▶ _Given records_
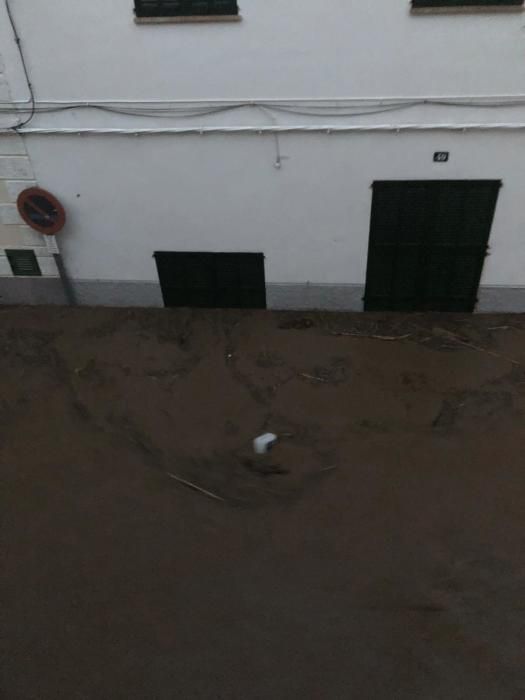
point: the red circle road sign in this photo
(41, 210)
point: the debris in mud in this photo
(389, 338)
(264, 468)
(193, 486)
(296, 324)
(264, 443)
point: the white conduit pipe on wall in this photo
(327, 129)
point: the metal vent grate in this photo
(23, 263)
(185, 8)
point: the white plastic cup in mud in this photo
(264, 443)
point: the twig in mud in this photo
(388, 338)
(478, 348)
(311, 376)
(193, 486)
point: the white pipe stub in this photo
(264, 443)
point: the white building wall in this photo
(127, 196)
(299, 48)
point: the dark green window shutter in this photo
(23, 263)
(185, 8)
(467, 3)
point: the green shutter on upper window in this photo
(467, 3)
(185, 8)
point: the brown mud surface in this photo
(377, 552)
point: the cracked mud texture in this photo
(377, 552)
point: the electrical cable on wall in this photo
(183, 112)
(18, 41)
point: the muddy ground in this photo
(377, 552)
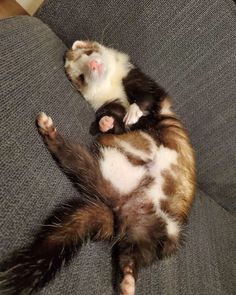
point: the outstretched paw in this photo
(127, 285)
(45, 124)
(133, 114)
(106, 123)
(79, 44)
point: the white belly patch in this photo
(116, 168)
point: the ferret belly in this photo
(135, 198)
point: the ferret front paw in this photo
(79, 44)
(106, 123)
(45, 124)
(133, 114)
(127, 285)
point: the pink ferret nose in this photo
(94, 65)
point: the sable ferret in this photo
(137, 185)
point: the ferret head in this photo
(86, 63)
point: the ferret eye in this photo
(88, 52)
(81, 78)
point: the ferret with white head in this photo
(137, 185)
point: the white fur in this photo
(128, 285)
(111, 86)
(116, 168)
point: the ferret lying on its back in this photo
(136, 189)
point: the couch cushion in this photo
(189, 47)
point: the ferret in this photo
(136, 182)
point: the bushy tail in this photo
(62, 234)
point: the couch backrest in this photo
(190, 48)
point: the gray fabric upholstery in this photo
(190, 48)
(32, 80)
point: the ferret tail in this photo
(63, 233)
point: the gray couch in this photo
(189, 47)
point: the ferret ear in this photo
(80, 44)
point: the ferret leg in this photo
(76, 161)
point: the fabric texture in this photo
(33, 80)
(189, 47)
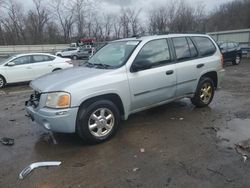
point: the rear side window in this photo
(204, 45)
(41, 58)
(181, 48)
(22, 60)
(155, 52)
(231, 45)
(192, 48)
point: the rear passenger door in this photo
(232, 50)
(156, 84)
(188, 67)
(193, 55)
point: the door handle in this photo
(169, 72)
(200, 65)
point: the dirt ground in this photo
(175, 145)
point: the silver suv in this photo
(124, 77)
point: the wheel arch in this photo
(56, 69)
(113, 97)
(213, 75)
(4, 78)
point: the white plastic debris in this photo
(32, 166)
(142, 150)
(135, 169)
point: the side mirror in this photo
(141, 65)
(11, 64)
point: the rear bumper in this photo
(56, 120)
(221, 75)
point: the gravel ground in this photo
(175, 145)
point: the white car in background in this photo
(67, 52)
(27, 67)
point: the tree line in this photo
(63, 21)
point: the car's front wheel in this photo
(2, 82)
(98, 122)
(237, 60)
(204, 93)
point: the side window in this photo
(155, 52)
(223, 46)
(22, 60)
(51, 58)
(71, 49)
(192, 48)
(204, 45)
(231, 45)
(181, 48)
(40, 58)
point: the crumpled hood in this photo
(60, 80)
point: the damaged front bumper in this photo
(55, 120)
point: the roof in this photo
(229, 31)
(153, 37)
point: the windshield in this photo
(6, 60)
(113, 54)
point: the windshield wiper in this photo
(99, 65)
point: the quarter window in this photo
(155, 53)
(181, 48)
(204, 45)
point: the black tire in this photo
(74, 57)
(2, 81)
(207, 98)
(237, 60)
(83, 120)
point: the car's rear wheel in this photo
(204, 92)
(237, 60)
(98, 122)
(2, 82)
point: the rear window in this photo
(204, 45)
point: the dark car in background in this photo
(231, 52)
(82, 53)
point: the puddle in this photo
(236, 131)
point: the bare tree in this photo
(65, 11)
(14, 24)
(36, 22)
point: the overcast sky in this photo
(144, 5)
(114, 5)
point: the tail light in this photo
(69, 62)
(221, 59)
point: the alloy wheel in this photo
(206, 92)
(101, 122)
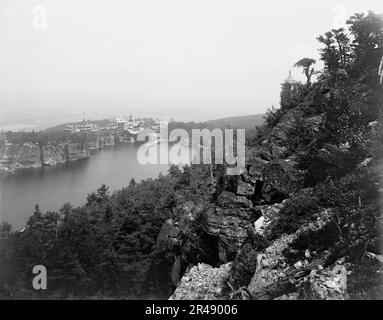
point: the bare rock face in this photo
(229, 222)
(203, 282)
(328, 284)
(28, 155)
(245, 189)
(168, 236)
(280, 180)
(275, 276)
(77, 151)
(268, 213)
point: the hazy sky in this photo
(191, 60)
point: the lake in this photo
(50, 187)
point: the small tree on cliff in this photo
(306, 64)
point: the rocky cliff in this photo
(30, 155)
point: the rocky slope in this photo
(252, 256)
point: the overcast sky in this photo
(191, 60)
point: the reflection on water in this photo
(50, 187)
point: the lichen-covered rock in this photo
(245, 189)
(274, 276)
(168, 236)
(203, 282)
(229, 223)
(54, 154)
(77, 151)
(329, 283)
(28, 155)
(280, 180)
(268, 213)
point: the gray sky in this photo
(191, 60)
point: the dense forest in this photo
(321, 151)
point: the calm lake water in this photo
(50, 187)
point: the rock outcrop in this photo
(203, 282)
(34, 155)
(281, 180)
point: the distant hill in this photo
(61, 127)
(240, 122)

▶ _What is expected_
Write out every item above word for word, line by line, and leave the pictures out.

▶ _Full answer_
point: the red circle road sign in this photo
(41, 210)
point: the debris in mud in this photo
(389, 338)
(264, 468)
(193, 486)
(296, 324)
(264, 443)
point: the white conduit pipe on wall in this photo
(327, 129)
point: the metal vent grate in this photo
(23, 263)
(185, 8)
point: the white plastic cup in mud in this photo
(264, 443)
point: the twig in mud in this photo
(388, 338)
(478, 348)
(311, 376)
(193, 486)
point: the white pipe stub in this photo
(264, 443)
point: the white building wall in this photo
(127, 196)
(299, 48)
point: the dark green window shutter in this photo
(23, 263)
(185, 8)
(467, 3)
point: the green shutter on upper window in this photo
(467, 3)
(185, 8)
point: the brown mud surface in this photo
(377, 552)
point: the cracked mud texture in this photo
(377, 552)
point: the electrical cable on wall in this photo
(183, 112)
(18, 41)
point: the muddy ground in this photo
(377, 552)
point: the outstretched paw in this photo
(127, 285)
(45, 124)
(133, 114)
(106, 123)
(79, 44)
point: the white belly patch in this photo
(116, 168)
point: the ferret belly in this photo
(135, 198)
point: the ferret front paw in this photo
(79, 44)
(106, 123)
(45, 124)
(133, 114)
(127, 285)
point: the pink ferret nose in this photo
(94, 65)
point: the sable ferret in this photo
(137, 185)
point: the ferret head in this photo
(86, 63)
point: the ferret eye in this photo
(88, 52)
(81, 78)
point: the ferret with white head in this photo
(137, 185)
point: the white fur in this photo
(128, 285)
(111, 86)
(116, 168)
point: the ferret lying on its back in this photo
(136, 189)
point: the couch cushion in this photo
(189, 47)
point: the ferret in this photo
(136, 182)
point: the bushy tail in this photo
(62, 234)
point: the couch backrest in this photo
(190, 48)
point: the gray fabric upholstery in this photo
(190, 48)
(32, 80)
point: the ferret tail in this photo
(63, 233)
point: the gray couch in this photo
(189, 47)
point: the ferret ear in this photo
(80, 44)
point: the ferret leg in this photo
(76, 161)
point: the fabric texture in this photo
(33, 80)
(189, 47)
point: the rear side window in this photo
(204, 45)
(41, 58)
(181, 48)
(22, 60)
(155, 52)
(231, 45)
(192, 48)
point: the rear passenger door in this photo
(232, 50)
(156, 84)
(188, 67)
(193, 55)
point: the door handle in this photo
(169, 72)
(200, 65)
point: the dirt ground in this photo
(175, 145)
point: the silver suv in this photo
(124, 77)
point: the wheel arch in this photo
(56, 69)
(113, 97)
(213, 75)
(4, 78)
point: the white plastic debris in this photo
(32, 166)
(142, 150)
(135, 169)
point: the side mirror in this photo
(141, 65)
(11, 64)
point: the rear bumper in this photo
(56, 120)
(221, 75)
point: the gravel ground in this photo
(175, 145)
point: the white car in background in this photo
(67, 52)
(27, 67)
point: the tree line in this photo
(63, 21)
point: the car's front wheel in this photo
(2, 82)
(98, 122)
(237, 60)
(204, 93)
point: the side window in this photo
(155, 52)
(223, 46)
(22, 60)
(51, 58)
(71, 49)
(192, 48)
(204, 45)
(231, 45)
(181, 48)
(40, 58)
point: the crumpled hood in this photo
(60, 80)
point: the damaged front bumper in this photo
(55, 120)
point: the roof in this photo
(229, 31)
(153, 37)
point: the windshield in this photo
(6, 60)
(113, 54)
point: the windshield wiper in this photo
(99, 65)
point: the quarter window in this photo
(155, 53)
(181, 48)
(204, 45)
point: the black tire in this photo
(74, 57)
(2, 81)
(207, 98)
(237, 60)
(83, 120)
point: the car's rear wheel in this photo
(204, 92)
(237, 60)
(98, 122)
(2, 82)
point: the rear window in this photo
(204, 45)
point: the dark car in background in this photo
(231, 52)
(82, 53)
point: the puddle in this photo
(236, 131)
point: the bare tree in this photo
(65, 11)
(14, 24)
(36, 22)
point: the overcast sky in this photo
(144, 5)
(114, 5)
point: the tail light in this photo
(69, 62)
(221, 59)
point: the alloy wheel in this photo
(206, 92)
(101, 122)
point: the bare rock face in this photo
(229, 222)
(203, 282)
(328, 284)
(28, 155)
(245, 189)
(168, 236)
(280, 180)
(275, 276)
(77, 151)
(268, 213)
point: the hazy sky in this photo
(191, 60)
point: the lake in this photo
(50, 187)
point: the small tree on cliff in this photo
(306, 64)
point: the rocky cliff in this photo
(30, 155)
point: the rocky slope in this photo
(252, 256)
point: the overcast sky in this photo
(191, 60)
point: the reflection on water in this photo
(50, 187)
point: the lichen-covered rock in this photo
(245, 189)
(274, 276)
(168, 236)
(203, 282)
(229, 223)
(54, 154)
(77, 151)
(329, 283)
(28, 155)
(280, 180)
(268, 213)
point: the gray sky in this photo
(191, 60)
point: the dense forest in this photo
(321, 151)
point: the calm lake water in this photo
(50, 187)
point: the rock outcrop in this photo
(203, 282)
(34, 155)
(281, 180)
point: the distant hill in this photo
(61, 127)
(240, 122)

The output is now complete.